- Text under study
----

A motorcycle courier, also known as a despatch rider or motorcycle messenger, is a courier using a motorcycle.

Motorcycle couriers are common in the major urban centres of Europe, South America (especially Brazil), Asia and North America.

== History ==
At the end of the First World War in 1918, many British Army Royal Corps of Signals motorcycle despatch riders were demobilised and found employment difficult to come by. As a result, they purchased military surplus motorcycles, and began couriering in central London. Following World War II, increasing urban congestion in London saw riders on small motorcycles making scheduled runs with artwork or copy between printers and advertising agencies or newspapers.

In London, radio controlled messengers became especially popular following the 1971 Royal Mail strike when motorcycles were fitted with bulky mini-cab radios. Businesses were pleased with the results and the courier industry took off from the mid-1970s. Pioneers in London included Special Delivery, Yellow Express, GLH, Ambassador, Mercury Despatch, Addison Lee, Security Despatch, Pony Express, Inter City Couriers and City of London Courier Company. By this time Motorola bleepers as well as handheld radios independent of the motorcycle's battery were in widespread use. The advent of bicycle couriers and the fax machine in the mid-1980s, as well as the need for appropriate insurance and e-mail in the 1990s, saw an end to the high-earning boom years of the late 1970s and early 1980s for London's motorcycle couriers. However, in the congested cities and capitals of many developing countries, motorcycle couriers are as popular as ever for urban deliveries.

== Types of motorcycle couriers ==
Some couriers work for courier companies on an open circuit with a radio or bleeper, rather like minicabs. Earnings depend on the volume of work and the size of the fleet, and up to a point the speed and street knowledge of the rider. With the greater distances covered in this sort of work, the expenses in running the machine can account for at least 20% of earnings.

Some couriers are 'in-house' messengers working for news agencies for a set wage and on set hours, usually staying in the city centre and riding to and from the same places. Running expenses are much reduced, as is the unpredictable nature of the open circuit.

Most motorcycle couriers on the open circuit use machines no bigger than 600 cc, which are light and economical in town but adequate enough for occasional long-distance work.

Motorcycle couriers are especially common in countries like Singapore because the cost of car ownership is very high due to car taxes and a Certificate of Entitlement (COE).

----

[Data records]
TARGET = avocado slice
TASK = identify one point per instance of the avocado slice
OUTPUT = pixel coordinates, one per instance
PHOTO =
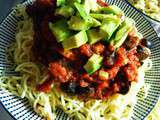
(93, 64)
(123, 31)
(112, 9)
(60, 30)
(91, 5)
(94, 35)
(109, 26)
(95, 23)
(78, 24)
(65, 11)
(82, 12)
(71, 2)
(75, 41)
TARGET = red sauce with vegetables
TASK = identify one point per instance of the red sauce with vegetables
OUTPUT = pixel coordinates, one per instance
(66, 67)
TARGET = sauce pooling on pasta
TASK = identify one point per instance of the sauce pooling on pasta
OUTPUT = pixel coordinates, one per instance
(66, 66)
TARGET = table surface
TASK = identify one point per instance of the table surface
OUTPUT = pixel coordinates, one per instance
(6, 6)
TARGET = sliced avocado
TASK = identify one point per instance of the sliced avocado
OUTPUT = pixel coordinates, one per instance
(82, 12)
(65, 11)
(104, 74)
(75, 41)
(95, 23)
(60, 30)
(77, 23)
(94, 35)
(60, 2)
(123, 31)
(71, 2)
(100, 16)
(93, 64)
(112, 9)
(91, 5)
(109, 26)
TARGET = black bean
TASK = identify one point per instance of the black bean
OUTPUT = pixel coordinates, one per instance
(69, 87)
(82, 90)
(146, 43)
(140, 49)
(142, 52)
(110, 60)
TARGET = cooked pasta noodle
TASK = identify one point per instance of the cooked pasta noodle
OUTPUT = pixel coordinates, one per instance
(45, 104)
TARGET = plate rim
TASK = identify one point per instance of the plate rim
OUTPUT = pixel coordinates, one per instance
(147, 16)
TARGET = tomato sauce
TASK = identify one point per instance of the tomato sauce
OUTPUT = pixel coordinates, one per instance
(66, 67)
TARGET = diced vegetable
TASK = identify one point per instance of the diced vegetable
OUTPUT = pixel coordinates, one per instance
(103, 75)
(65, 11)
(93, 64)
(75, 41)
(122, 32)
(77, 23)
(94, 36)
(109, 26)
(60, 30)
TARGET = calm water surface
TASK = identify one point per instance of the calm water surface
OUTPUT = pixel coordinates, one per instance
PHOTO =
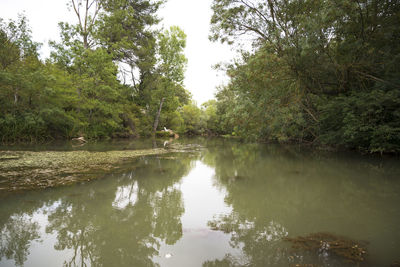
(230, 204)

----

- The task
Reproduce verbatim the passage of the motorcycle courier text from "Most motorcycle couriers" up to and including "occasional long-distance work.".

- Solution to the problem
Most motorcycle couriers on the open circuit use machines no bigger than 600 cc, which are light and economical in town but adequate enough for occasional long-distance work.